» PASSAGE FOR REVIEW

3) The authors could expand the panel C and do a cyclohexamide (CHX) treatment. CHX should lock the ribosomes onto the transcript, and the predicted result would be higher coincidence of RNA and N-term protein signals, likely higher than the 10% seen in controls.

Because antibody detection is not at the single molecule level, detecting nascent PCNT polypeptides by immunostaining on a single PCNT mRNA molecule requires multiple ribosomes translating a single mRNA so that multiple copies of nascent PCNT polypeptides can be detected by anti-PCNT N-term antibody. Therefore, in the initial phase of translation, a given PCNT mRNA will be negative for anti-PCNT N-term signals (even if it is already undergoing active translation). As additional ribosomes initiate translation on the same PCNT mRNA and additional nascent PCNT polypeptides are made in the polysome, this PCNT mRNA would then become visible by anti-PCNT N-term staining. When no more ribosome initiates translation on the same PCNT mRNA, the ability of detecting anti-PCNT N-term signals on the PCNT mRNA would gradually decrease as the existing ribosomes are running off from the mRNA.

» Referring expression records

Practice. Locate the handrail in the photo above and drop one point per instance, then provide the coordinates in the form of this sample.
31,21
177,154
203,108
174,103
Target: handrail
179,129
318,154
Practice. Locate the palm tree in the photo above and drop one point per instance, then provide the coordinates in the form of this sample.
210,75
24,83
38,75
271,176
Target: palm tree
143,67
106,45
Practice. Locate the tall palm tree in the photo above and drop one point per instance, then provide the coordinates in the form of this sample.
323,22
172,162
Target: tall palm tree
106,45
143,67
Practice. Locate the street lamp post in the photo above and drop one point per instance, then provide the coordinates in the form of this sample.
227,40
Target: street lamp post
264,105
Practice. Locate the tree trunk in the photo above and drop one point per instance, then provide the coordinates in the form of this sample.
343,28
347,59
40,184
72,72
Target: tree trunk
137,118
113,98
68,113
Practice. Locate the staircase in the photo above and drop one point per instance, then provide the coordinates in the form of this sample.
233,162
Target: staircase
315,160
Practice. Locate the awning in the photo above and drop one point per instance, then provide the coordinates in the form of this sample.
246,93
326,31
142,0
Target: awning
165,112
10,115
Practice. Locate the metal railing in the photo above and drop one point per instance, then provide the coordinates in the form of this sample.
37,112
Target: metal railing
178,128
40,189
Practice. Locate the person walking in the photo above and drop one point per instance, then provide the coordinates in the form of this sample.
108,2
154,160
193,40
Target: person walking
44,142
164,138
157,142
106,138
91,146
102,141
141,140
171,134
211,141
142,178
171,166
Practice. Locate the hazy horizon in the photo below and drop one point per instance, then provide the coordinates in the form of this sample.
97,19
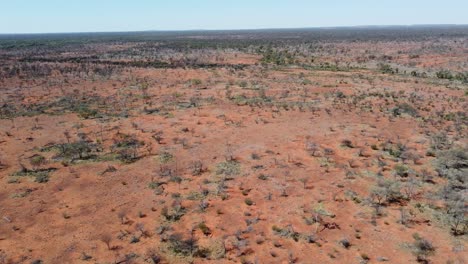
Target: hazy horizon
87,16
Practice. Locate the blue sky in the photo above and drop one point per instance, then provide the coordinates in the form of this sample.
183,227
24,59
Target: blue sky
39,16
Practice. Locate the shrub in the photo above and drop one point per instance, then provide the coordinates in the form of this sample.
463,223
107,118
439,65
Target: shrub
386,191
228,168
422,248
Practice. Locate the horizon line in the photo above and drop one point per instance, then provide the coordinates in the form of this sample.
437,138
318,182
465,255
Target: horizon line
240,29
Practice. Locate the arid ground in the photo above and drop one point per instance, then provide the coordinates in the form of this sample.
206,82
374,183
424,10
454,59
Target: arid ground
301,146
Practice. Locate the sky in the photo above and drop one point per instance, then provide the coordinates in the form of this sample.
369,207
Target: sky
50,16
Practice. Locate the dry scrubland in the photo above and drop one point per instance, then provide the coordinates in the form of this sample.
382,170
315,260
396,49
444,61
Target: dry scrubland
306,146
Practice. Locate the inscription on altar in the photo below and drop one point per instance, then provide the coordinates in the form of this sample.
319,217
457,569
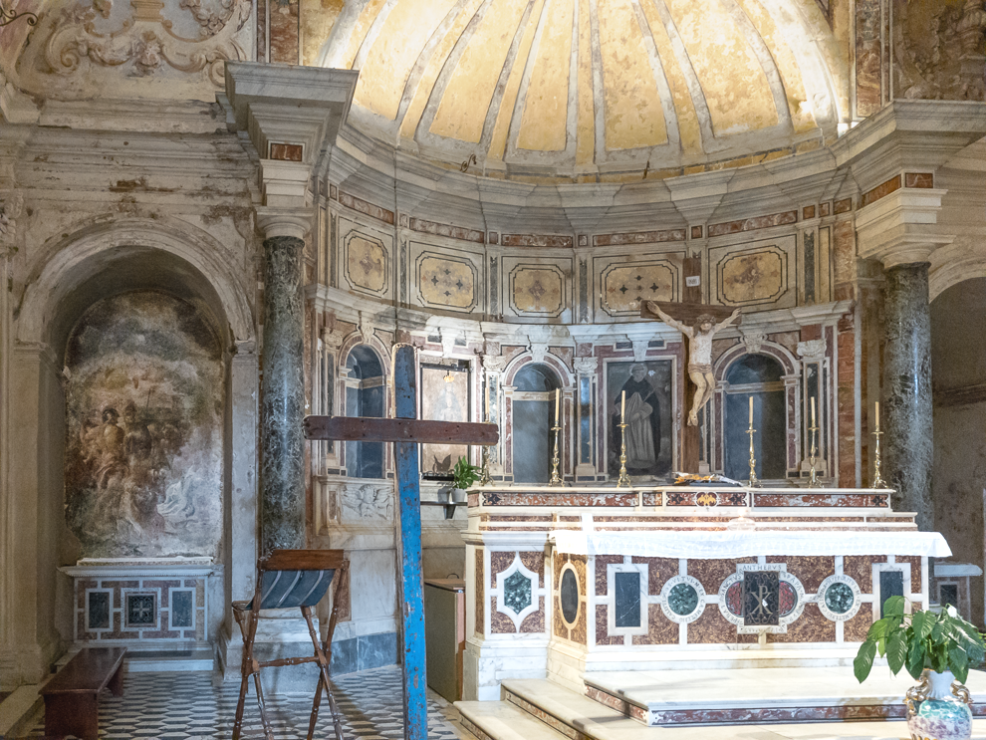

» PROBLEM DESCRIPTION
In the passage on PCNT translation, rewrite the paragraph beginning "Because antibody detection is not at the single molecule level" as a short list that keeps its main facts. The records have no connection to the passage on PCNT translation.

» RESPONSE BOX
- Antibody detection does not work at the single-molecule level, so the anti-PCNT N-term antibody can only detect nascent PCNT polypeptides on one PCNT mRNA when multiple ribosomes are translating that mRNA and producing multiple copies of the polypeptide.
- Early in translation, a PCNT mRNA shows no anti-PCNT N-term signal, even if it is already being actively translated.
- As more ribosomes initiate on the same mRNA and more nascent polypeptides build up in the polysome, the mRNA becomes visible by anti-PCNT N-term staining.
- Once no further ribosomes initiate, the signal on that mRNA gradually fades as the existing ribosomes run off it.